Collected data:

--- START ---

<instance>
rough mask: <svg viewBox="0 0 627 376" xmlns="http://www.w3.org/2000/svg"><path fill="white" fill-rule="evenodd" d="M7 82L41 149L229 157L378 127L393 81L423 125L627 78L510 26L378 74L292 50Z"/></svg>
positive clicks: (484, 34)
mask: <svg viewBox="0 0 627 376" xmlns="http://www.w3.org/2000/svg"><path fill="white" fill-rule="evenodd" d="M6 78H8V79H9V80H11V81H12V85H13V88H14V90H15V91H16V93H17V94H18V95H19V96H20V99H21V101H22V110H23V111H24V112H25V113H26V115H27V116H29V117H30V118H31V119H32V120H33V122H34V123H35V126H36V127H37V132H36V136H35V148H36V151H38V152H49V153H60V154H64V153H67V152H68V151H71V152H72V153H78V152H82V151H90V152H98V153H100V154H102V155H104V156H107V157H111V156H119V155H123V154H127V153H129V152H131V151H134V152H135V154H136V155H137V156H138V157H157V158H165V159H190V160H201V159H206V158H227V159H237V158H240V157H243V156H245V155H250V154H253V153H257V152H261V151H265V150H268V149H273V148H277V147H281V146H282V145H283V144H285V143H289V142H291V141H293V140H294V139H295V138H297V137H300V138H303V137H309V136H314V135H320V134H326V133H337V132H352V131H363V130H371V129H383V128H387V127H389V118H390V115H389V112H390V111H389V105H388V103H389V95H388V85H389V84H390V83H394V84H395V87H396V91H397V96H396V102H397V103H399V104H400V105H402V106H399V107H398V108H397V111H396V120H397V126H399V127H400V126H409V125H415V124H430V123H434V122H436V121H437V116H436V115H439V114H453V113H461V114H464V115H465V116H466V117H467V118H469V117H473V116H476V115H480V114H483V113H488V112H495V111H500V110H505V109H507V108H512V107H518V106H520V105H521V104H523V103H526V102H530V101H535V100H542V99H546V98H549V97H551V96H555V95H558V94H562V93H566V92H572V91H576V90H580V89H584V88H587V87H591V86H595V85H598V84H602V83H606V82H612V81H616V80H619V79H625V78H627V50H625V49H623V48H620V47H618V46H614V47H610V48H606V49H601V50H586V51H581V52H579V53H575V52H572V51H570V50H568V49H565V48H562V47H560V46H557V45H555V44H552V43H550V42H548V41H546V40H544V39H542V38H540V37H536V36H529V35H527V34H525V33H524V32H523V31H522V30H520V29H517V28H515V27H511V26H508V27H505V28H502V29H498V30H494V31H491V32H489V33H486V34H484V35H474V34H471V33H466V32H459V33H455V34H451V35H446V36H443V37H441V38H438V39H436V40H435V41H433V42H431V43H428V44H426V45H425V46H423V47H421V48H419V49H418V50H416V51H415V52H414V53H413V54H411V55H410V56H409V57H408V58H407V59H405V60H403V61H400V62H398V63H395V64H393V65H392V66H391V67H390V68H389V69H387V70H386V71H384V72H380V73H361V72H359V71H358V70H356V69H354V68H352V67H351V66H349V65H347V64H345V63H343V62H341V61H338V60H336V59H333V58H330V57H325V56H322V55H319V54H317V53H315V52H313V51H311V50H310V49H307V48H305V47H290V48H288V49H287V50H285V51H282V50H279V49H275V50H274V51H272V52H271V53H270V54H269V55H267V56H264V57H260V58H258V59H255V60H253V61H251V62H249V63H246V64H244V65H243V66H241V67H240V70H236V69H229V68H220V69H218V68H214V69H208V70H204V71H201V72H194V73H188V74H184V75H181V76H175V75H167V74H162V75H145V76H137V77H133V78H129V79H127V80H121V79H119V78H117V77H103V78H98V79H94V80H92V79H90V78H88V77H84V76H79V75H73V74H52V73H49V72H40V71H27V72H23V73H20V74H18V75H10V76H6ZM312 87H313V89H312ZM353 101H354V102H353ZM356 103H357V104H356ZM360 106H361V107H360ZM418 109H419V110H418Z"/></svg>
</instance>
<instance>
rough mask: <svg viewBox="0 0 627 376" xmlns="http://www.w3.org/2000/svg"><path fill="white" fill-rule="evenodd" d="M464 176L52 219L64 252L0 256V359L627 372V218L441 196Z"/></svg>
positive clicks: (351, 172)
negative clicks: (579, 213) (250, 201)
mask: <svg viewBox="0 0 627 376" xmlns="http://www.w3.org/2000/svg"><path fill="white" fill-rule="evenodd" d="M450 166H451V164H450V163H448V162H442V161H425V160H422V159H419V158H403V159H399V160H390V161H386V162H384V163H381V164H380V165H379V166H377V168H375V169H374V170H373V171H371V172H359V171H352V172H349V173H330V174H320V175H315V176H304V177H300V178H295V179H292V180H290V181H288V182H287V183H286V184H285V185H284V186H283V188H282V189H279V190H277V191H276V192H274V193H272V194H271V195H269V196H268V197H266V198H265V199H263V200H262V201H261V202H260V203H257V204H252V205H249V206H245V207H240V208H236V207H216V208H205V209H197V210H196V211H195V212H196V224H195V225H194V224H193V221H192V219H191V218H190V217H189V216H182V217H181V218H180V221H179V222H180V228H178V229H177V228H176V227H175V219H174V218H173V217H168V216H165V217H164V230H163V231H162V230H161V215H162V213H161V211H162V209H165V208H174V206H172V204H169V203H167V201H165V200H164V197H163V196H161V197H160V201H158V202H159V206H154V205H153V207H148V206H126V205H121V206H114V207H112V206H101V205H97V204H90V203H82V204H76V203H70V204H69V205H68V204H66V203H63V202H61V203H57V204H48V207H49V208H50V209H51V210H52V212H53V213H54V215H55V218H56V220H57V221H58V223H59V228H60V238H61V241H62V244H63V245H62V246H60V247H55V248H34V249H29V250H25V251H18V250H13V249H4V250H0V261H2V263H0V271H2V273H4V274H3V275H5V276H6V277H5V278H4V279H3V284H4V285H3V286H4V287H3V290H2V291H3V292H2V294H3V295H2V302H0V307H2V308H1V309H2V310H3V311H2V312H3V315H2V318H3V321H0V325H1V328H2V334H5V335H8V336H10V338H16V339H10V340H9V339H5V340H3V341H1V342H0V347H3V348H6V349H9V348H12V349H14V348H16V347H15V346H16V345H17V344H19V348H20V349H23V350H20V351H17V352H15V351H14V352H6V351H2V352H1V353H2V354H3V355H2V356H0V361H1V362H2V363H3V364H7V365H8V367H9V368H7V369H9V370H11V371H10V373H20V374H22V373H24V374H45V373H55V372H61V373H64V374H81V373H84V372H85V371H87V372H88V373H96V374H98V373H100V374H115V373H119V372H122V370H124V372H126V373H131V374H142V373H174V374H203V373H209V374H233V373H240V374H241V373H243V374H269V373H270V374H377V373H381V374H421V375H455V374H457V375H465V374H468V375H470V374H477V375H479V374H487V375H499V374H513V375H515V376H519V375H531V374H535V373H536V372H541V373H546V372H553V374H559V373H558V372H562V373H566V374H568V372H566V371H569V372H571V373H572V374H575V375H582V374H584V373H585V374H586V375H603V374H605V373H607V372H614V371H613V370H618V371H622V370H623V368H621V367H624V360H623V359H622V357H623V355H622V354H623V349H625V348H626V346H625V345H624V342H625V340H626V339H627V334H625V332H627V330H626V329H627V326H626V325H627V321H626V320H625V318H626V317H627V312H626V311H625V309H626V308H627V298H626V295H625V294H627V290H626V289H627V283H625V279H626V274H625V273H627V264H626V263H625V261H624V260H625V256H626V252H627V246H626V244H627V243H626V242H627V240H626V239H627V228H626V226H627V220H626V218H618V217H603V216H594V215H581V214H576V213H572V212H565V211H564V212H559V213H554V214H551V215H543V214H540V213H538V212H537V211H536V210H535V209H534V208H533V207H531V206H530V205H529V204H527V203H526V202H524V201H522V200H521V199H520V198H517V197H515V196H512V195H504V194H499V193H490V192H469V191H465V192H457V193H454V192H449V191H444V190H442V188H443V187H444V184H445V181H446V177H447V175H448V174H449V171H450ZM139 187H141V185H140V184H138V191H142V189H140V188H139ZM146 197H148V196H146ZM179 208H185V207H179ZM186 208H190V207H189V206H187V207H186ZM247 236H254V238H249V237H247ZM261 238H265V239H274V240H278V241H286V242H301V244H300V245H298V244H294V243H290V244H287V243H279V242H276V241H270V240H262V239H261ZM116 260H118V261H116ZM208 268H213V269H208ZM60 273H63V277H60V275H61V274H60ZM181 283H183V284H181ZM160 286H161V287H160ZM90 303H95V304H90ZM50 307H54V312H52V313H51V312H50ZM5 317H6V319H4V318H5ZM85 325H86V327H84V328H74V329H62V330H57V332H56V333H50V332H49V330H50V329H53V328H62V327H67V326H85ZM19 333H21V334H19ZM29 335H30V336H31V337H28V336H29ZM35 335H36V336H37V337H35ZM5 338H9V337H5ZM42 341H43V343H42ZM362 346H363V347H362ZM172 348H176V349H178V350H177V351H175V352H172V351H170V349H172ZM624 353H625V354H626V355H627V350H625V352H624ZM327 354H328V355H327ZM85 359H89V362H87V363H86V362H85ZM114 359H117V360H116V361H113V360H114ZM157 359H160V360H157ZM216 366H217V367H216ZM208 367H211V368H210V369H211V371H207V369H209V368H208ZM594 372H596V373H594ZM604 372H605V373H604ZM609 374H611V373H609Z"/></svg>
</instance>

--- END ---

Give the lines again, exactly as they stand, from the beginning of the data through the line with "82L41 149L229 157L378".

Response below:
<instance>
rough mask: <svg viewBox="0 0 627 376" xmlns="http://www.w3.org/2000/svg"><path fill="white" fill-rule="evenodd" d="M7 82L41 149L229 157L378 127L393 81L423 125L627 78L510 26L378 74L292 50Z"/></svg>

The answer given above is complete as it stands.